DOCUMENT TEXT:

Beyond journalistic solitude: Alessia Cerantola

Portrait of a journalist by Erin Rizzato


– Alessia Cerantola was born in Bassano del Grappa, Italy in 1981.
– Her career started a Japanese correspondent during 2011 earthquake, tsunami and nuclear crisis.
– She became an investigative journalist in major projects such as the Panama Papers.
– Her work has received several awards, including the Pulitzer Prize and Press Freedom Award.

Otsuchi, Japan: the smell of rotting fish rises from the rubble, as a man takes two cigarettes and pushes them into a small altar on the ground where his house once stood. He and his wife had a smoke there every night before the 2011 tsunami took his family away. This is the story he recounts to a journalist he woke at dawn in the refugee camp, soon to become the lede of one of her major pieces for Italian news. She had been sleeping in the camps for days, set up in abandoned schools, to be in touch with the victims of the tsunami and unearth their stories among the ruins. Her name is Alessia Cerantola, who left her motherland of Italy to report on the Tōhoku earthquake, tsunami and Fukushima nuclear crisis.

DATASET EXTRACT:
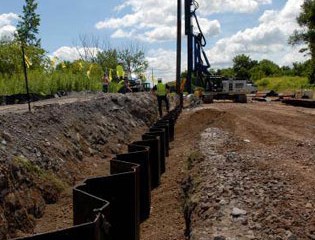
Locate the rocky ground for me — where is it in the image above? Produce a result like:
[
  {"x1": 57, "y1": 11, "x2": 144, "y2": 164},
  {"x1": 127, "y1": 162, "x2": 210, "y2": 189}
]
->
[{"x1": 0, "y1": 95, "x2": 315, "y2": 240}]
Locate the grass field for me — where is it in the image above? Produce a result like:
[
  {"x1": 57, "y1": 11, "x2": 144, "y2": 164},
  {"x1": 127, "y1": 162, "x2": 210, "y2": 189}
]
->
[{"x1": 255, "y1": 76, "x2": 314, "y2": 92}]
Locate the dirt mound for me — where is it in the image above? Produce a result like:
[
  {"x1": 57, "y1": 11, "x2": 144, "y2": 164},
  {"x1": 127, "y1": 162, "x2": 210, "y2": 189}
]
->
[{"x1": 0, "y1": 93, "x2": 157, "y2": 239}]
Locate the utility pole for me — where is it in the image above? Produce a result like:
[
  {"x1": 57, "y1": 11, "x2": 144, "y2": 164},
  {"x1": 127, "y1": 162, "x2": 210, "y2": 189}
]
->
[
  {"x1": 176, "y1": 0, "x2": 183, "y2": 107},
  {"x1": 21, "y1": 42, "x2": 31, "y2": 112},
  {"x1": 185, "y1": 0, "x2": 193, "y2": 94}
]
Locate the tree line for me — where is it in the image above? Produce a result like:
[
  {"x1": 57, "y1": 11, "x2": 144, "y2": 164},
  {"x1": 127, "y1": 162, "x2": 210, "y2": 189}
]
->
[
  {"x1": 0, "y1": 0, "x2": 315, "y2": 95},
  {"x1": 0, "y1": 0, "x2": 148, "y2": 95}
]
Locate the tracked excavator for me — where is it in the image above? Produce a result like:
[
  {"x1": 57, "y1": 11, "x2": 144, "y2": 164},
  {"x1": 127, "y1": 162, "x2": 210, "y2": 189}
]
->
[{"x1": 185, "y1": 0, "x2": 248, "y2": 103}]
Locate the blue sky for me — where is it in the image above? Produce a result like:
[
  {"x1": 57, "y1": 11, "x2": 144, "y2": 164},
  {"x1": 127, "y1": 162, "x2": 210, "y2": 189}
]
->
[{"x1": 0, "y1": 0, "x2": 305, "y2": 81}]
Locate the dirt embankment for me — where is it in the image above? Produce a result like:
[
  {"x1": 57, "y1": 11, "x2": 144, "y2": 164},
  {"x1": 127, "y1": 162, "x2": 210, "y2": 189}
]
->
[
  {"x1": 0, "y1": 93, "x2": 157, "y2": 239},
  {"x1": 0, "y1": 96, "x2": 315, "y2": 240}
]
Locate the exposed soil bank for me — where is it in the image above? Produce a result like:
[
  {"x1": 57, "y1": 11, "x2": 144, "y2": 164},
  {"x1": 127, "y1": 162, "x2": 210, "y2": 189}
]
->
[{"x1": 0, "y1": 93, "x2": 157, "y2": 239}]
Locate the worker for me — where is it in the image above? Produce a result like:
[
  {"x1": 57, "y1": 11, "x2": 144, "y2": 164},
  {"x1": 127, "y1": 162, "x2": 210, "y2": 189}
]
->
[
  {"x1": 102, "y1": 73, "x2": 109, "y2": 93},
  {"x1": 118, "y1": 76, "x2": 132, "y2": 94},
  {"x1": 116, "y1": 63, "x2": 125, "y2": 81},
  {"x1": 152, "y1": 78, "x2": 170, "y2": 117}
]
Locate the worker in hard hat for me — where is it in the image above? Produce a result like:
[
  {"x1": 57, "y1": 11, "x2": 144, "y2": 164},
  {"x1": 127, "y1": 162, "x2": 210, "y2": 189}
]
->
[{"x1": 152, "y1": 78, "x2": 170, "y2": 117}]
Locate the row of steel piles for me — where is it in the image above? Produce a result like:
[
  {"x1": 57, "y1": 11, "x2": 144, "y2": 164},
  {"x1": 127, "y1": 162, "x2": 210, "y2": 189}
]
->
[{"x1": 14, "y1": 107, "x2": 181, "y2": 240}]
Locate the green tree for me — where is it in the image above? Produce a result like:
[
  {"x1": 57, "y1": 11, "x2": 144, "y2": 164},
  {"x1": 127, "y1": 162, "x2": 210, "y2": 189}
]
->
[
  {"x1": 95, "y1": 49, "x2": 118, "y2": 75},
  {"x1": 17, "y1": 0, "x2": 41, "y2": 47},
  {"x1": 0, "y1": 41, "x2": 22, "y2": 76},
  {"x1": 118, "y1": 43, "x2": 148, "y2": 77},
  {"x1": 233, "y1": 54, "x2": 258, "y2": 79},
  {"x1": 289, "y1": 0, "x2": 315, "y2": 83}
]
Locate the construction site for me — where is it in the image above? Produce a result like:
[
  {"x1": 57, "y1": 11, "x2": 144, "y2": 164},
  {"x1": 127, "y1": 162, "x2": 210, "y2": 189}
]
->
[
  {"x1": 0, "y1": 0, "x2": 315, "y2": 240},
  {"x1": 0, "y1": 90, "x2": 315, "y2": 240}
]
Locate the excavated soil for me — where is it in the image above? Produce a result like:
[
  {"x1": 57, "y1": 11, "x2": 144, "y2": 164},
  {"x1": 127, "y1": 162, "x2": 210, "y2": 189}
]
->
[{"x1": 1, "y1": 96, "x2": 315, "y2": 240}]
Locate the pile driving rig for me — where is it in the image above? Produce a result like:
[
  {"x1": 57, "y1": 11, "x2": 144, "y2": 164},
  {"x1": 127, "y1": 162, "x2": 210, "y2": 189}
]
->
[{"x1": 185, "y1": 0, "x2": 248, "y2": 103}]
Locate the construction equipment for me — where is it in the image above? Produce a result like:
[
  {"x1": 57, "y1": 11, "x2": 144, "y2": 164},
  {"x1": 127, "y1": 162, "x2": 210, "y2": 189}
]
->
[{"x1": 185, "y1": 0, "x2": 250, "y2": 103}]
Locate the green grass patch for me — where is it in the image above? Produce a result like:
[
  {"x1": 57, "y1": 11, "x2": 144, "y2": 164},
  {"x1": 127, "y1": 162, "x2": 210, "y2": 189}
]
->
[{"x1": 255, "y1": 76, "x2": 314, "y2": 92}]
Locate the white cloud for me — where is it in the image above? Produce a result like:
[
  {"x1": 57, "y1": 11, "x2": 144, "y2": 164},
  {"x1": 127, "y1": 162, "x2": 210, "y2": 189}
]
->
[
  {"x1": 198, "y1": 0, "x2": 272, "y2": 16},
  {"x1": 95, "y1": 0, "x2": 272, "y2": 42},
  {"x1": 0, "y1": 13, "x2": 19, "y2": 39},
  {"x1": 207, "y1": 0, "x2": 305, "y2": 67},
  {"x1": 146, "y1": 48, "x2": 180, "y2": 82},
  {"x1": 52, "y1": 46, "x2": 100, "y2": 62}
]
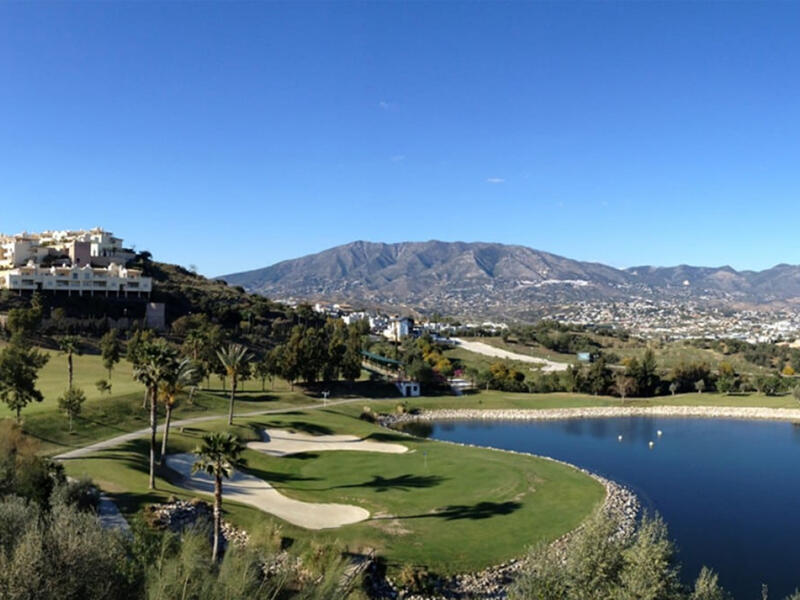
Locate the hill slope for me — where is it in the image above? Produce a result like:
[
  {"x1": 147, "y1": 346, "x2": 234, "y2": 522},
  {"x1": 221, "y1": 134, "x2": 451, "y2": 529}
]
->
[{"x1": 222, "y1": 241, "x2": 800, "y2": 315}]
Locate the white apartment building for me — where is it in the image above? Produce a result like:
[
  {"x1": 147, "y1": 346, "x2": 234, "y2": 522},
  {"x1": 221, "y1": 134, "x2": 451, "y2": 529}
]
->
[
  {"x1": 0, "y1": 227, "x2": 153, "y2": 298},
  {"x1": 0, "y1": 261, "x2": 153, "y2": 298},
  {"x1": 0, "y1": 227, "x2": 136, "y2": 269},
  {"x1": 383, "y1": 317, "x2": 414, "y2": 342}
]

ACTIVITY: Using the profile of Alessia Cerantola above, decide whether each statement agrees with it. Answer yes or no for each, quoting the words that decide it. (a) Cerantola was born in Bassano del Grappa in 1981. (b) The man in Otsuchi told his story to the journalist in the evening. (c) While covering the tsunami, Cerantola stayed in hotels away from the camps.

SOLUTION TO THE PROBLEM:
(a) Yes: "Alessia Cerantola was born in Bassano del Grappa, Italy in 1981."
(b) No: "a journalist he woke at dawn in the refugee camp"
(c) No: "She had been sleeping in the camps for days, set up in abandoned schools"